Source data:
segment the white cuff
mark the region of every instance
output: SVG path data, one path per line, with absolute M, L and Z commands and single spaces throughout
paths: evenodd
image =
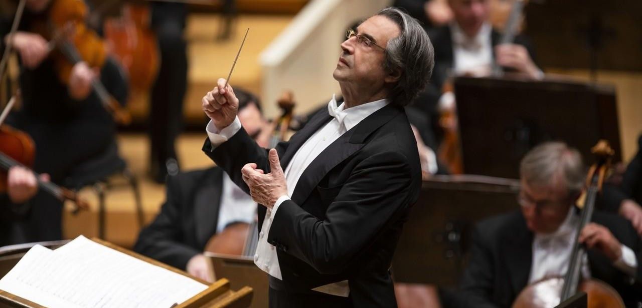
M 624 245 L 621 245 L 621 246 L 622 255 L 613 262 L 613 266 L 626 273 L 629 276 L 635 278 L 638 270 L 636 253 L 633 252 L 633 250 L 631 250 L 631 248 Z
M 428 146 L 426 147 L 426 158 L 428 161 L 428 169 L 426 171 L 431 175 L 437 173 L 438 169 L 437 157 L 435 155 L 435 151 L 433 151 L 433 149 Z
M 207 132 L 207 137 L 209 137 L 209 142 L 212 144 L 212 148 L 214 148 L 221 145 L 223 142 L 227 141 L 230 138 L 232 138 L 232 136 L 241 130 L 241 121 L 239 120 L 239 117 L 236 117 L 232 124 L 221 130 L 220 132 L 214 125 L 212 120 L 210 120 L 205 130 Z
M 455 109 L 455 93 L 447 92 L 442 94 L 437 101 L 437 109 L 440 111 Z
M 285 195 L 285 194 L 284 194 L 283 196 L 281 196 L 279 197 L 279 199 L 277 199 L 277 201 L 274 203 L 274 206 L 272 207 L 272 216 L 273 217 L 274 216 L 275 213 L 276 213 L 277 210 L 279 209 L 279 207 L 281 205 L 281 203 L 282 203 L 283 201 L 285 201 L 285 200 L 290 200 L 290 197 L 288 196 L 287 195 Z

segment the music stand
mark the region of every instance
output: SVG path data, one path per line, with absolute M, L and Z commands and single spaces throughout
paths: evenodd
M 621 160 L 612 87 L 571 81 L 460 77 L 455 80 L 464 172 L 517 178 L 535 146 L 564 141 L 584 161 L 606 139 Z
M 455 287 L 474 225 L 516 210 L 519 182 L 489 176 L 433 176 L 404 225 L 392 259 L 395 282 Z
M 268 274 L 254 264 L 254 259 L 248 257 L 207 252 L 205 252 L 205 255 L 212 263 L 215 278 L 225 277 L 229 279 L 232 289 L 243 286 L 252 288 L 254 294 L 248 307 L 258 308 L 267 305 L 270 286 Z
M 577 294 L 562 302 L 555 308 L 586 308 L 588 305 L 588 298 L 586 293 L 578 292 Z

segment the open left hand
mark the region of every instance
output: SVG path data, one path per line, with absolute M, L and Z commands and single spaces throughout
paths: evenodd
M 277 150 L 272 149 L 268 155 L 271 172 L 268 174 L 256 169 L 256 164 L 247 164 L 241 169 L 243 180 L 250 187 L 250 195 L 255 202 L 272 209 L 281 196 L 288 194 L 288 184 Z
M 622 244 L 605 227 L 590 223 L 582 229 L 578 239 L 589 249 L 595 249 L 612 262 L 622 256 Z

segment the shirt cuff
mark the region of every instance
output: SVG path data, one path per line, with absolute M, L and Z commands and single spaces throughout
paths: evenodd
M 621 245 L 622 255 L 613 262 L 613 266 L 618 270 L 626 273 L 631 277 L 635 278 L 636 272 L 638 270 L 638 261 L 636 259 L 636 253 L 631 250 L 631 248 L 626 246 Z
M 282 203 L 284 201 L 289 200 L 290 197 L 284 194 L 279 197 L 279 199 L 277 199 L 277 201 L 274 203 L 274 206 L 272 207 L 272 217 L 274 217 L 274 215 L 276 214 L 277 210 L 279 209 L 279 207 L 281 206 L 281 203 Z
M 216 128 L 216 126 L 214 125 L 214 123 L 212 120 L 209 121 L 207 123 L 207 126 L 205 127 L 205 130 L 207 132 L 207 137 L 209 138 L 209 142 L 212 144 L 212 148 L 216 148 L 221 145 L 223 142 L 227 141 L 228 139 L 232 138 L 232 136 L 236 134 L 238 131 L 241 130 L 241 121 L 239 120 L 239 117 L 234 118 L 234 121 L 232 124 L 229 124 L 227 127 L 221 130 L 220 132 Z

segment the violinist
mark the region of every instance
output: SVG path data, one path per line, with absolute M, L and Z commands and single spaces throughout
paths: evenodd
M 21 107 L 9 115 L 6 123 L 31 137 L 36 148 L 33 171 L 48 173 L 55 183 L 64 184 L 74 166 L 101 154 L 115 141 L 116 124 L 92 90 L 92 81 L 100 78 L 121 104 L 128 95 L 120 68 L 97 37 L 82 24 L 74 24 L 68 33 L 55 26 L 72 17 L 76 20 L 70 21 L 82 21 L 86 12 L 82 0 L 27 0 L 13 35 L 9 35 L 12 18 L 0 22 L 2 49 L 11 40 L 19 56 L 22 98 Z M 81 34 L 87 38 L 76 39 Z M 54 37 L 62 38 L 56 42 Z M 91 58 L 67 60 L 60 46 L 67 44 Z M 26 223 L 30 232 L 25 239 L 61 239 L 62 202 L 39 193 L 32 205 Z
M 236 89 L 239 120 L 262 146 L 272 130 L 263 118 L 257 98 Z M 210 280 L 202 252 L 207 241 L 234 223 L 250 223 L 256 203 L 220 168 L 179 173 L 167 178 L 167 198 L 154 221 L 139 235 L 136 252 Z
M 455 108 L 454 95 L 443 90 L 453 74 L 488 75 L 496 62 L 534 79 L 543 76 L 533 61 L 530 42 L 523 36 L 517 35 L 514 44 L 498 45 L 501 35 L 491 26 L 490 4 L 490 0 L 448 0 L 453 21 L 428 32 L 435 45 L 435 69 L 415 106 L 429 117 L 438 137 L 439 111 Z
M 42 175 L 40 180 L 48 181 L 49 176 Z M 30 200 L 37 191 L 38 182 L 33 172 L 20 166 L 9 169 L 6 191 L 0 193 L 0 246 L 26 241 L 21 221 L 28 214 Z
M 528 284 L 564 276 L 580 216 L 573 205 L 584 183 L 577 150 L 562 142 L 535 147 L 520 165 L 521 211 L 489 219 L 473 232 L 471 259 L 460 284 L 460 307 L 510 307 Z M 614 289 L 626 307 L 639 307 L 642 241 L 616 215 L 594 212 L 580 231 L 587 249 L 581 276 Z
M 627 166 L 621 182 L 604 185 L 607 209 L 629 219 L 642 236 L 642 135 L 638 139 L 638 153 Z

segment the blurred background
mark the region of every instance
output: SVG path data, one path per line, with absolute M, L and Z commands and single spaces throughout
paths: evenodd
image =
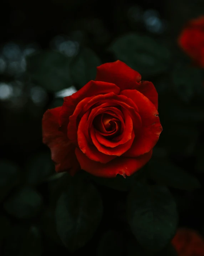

---

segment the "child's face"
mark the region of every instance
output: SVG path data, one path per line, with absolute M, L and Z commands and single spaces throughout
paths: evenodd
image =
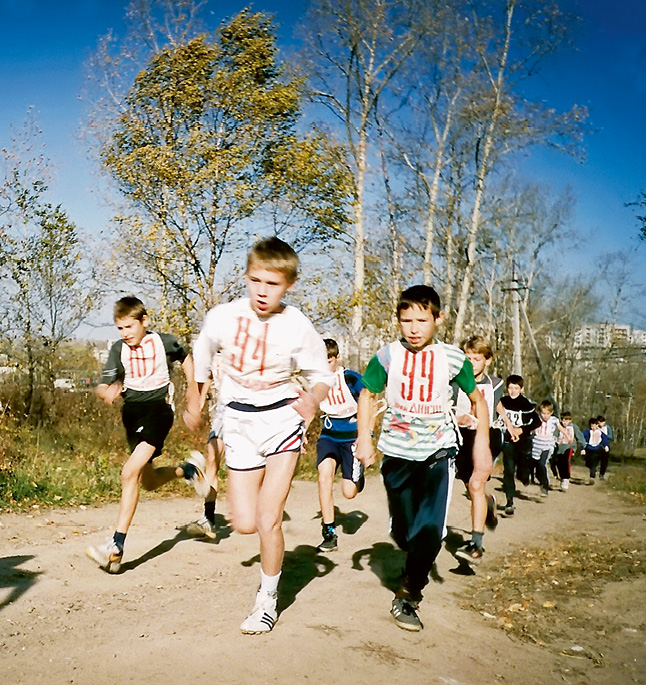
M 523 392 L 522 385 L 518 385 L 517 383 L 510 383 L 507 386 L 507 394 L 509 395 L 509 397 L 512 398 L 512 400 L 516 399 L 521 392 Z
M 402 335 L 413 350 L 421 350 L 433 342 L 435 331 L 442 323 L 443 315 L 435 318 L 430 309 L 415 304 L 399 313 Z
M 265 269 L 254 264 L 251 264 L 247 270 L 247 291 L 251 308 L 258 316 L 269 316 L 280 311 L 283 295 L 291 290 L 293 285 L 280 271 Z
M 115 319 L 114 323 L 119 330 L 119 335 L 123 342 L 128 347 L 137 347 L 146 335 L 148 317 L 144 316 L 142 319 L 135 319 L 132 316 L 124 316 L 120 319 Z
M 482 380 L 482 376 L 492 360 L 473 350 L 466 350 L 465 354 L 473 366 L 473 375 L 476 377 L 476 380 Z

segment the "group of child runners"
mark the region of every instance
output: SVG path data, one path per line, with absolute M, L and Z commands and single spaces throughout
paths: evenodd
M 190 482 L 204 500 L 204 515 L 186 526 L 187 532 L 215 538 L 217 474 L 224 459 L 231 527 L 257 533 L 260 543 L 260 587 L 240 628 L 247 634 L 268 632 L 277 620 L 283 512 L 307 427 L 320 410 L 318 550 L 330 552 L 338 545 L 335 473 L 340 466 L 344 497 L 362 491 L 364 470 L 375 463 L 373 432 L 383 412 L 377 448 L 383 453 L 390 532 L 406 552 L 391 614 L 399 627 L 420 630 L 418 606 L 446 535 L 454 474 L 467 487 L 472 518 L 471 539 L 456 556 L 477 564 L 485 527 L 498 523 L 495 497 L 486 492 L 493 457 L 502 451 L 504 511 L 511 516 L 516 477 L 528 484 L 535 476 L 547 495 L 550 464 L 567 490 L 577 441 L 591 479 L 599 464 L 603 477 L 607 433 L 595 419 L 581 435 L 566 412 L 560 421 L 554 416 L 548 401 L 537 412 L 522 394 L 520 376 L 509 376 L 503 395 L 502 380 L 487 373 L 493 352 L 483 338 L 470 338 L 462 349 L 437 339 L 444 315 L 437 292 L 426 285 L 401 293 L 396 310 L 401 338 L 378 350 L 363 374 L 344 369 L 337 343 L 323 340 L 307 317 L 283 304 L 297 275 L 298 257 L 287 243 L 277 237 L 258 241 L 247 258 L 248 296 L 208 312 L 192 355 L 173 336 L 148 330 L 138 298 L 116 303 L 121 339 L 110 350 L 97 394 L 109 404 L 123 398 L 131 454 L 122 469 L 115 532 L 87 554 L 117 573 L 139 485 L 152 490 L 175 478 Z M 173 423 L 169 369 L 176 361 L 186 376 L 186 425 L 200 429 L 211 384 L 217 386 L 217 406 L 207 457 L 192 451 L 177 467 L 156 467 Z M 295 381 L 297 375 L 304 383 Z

...

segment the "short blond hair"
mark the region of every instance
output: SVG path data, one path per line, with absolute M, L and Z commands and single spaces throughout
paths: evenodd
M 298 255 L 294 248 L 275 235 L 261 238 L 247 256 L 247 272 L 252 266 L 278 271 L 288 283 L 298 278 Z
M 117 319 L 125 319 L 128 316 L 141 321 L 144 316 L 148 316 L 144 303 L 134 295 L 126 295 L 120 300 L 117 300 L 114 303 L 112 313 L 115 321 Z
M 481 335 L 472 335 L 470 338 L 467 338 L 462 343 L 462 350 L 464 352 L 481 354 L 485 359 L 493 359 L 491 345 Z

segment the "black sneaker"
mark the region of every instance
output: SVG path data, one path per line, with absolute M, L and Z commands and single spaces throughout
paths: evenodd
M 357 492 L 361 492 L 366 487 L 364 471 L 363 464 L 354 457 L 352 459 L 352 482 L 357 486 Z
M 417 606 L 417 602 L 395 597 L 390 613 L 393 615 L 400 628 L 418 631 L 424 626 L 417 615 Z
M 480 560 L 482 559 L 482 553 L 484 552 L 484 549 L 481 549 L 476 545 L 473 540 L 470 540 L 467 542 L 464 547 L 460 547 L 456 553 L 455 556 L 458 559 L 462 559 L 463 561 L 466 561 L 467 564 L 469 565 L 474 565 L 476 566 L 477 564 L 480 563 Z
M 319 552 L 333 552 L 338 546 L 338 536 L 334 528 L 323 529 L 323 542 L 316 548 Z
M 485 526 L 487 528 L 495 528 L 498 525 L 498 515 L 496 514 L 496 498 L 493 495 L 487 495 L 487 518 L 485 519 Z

● What you have to do: Rewrite the lines between the one containing "segment the open left hand" and the one containing "M 216 128 L", inclusive, with "shirt cuff" changed to "sleeve cuff" and everything else left as it is.

● Correct result:
segment the open left hand
mark the region of every instance
output: SVG path data, one path per line, with absolute M, L and Z commands and single spaces throughout
paths: evenodd
M 277 150 L 272 149 L 268 155 L 271 172 L 268 174 L 256 169 L 256 164 L 247 164 L 241 169 L 243 180 L 250 187 L 250 195 L 255 202 L 272 209 L 281 196 L 288 194 L 288 184 Z
M 622 244 L 605 227 L 590 223 L 582 229 L 578 239 L 589 249 L 595 249 L 612 262 L 622 256 Z

segment the sleeve cuff
mark the region of every instance
output: SVG path data, one path per line, with absolute M, L and Z commands and single spaces throughout
paths: evenodd
M 621 245 L 622 255 L 613 262 L 613 266 L 618 270 L 626 273 L 631 277 L 635 278 L 636 272 L 638 270 L 638 261 L 636 259 L 636 253 L 631 250 L 631 248 L 626 246 Z
M 282 203 L 284 201 L 289 200 L 290 197 L 284 194 L 279 197 L 279 199 L 277 199 L 277 201 L 274 203 L 274 206 L 272 207 L 272 217 L 274 217 L 274 215 L 276 214 L 277 210 L 279 209 L 279 207 L 281 206 L 281 203 Z
M 216 128 L 216 126 L 214 125 L 214 123 L 212 120 L 209 121 L 207 123 L 207 126 L 205 127 L 205 130 L 207 132 L 207 137 L 209 138 L 209 142 L 212 144 L 212 148 L 216 148 L 221 145 L 223 142 L 227 141 L 228 139 L 232 138 L 232 136 L 236 134 L 238 131 L 241 130 L 241 121 L 239 120 L 239 117 L 234 118 L 234 121 L 232 124 L 229 124 L 227 127 L 221 130 L 220 132 Z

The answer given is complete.